#### [Entries taken from a collection]
[start]

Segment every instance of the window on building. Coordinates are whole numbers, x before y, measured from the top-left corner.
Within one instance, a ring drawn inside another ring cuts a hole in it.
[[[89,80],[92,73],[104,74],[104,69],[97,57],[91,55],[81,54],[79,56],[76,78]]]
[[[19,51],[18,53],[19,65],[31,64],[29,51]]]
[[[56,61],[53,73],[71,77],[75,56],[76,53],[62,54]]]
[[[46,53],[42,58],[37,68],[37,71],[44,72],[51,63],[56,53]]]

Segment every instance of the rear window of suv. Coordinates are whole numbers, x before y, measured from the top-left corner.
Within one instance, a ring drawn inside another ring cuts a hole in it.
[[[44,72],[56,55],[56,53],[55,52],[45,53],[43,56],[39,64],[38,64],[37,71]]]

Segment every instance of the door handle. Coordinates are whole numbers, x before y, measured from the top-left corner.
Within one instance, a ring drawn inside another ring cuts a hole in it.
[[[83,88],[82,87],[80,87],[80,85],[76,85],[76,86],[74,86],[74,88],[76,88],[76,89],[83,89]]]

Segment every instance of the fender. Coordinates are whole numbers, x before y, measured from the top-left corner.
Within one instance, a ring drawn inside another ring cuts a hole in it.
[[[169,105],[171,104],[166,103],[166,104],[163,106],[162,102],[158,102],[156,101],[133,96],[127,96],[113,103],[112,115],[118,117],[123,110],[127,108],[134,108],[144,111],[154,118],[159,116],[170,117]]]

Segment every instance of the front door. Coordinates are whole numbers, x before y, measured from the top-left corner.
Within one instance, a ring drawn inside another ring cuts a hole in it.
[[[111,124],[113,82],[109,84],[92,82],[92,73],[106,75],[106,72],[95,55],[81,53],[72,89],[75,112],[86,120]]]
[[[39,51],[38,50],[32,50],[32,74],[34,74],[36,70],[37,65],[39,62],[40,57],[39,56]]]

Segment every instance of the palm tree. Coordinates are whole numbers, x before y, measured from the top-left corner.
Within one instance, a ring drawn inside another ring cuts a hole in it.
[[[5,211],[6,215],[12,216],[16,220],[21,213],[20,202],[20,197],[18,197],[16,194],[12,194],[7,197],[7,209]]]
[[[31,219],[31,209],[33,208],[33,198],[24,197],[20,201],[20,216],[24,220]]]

[end]

#### [Task requirements]
Reproduce the records word for word.

#### [Exercise output]
Segment every instance of the window on building. Coordinates are whole numbers, x before y, measured from the top-left corner.
Within one instance, a ring drawn inside another ring cuts a hole in it.
[[[89,80],[92,73],[104,74],[104,69],[97,57],[91,55],[81,54],[79,56],[76,78]]]
[[[19,51],[18,53],[19,65],[31,64],[29,51]]]
[[[56,61],[53,73],[71,77],[75,56],[76,53],[62,54]]]
[[[46,53],[42,58],[37,68],[37,71],[44,72],[51,63],[56,53]]]

Segment every instance of the rear window of suv. Coordinates are whole numbers, x before y, measured from the top-left corner.
Within one instance, a ring drawn inside another ring cuts a hole in it.
[[[44,72],[56,55],[56,53],[55,52],[45,53],[43,56],[39,64],[38,64],[37,71]]]

Segment every instance of the door handle. Coordinates are whole numbers, x before y, measured from the top-left corner.
Within one instance, a ring drawn inside another ring cuts a hole in it.
[[[83,88],[82,87],[80,87],[80,85],[76,85],[76,86],[74,86],[74,88],[76,88],[76,89],[83,89]]]

Segment every instance of the fender. Coordinates are whole numbers, x before y, measured from the top-left corner.
Within one instance, a ring drawn inside another ring cuts a hole in it.
[[[169,105],[171,104],[166,103],[166,104],[163,106],[162,102],[158,102],[156,101],[133,96],[127,96],[113,103],[112,115],[118,117],[123,110],[127,108],[134,108],[144,111],[154,118],[159,116],[170,117]]]

Segment every instance of the front door. Coordinates are whole numbers, x before y, measured from the top-left corner.
Within one instance, a ring drawn inside another ring cuts a hole in it.
[[[111,124],[113,82],[109,84],[92,82],[92,73],[106,75],[106,72],[95,55],[81,53],[72,89],[75,112],[86,120]]]
[[[39,51],[38,50],[32,50],[32,74],[34,74],[36,70],[37,65],[39,62],[40,57],[39,56]]]

Segment every instance of the palm tree. Coordinates are whole numbers, x before y, measured from the top-left corner.
Within one instance, a ring drawn inside another ring cuts a hole in it.
[[[5,211],[6,215],[12,216],[16,220],[21,213],[20,202],[20,197],[18,197],[16,194],[12,194],[7,197],[7,209]]]
[[[31,219],[31,209],[33,208],[33,198],[24,197],[20,201],[20,216],[24,220]]]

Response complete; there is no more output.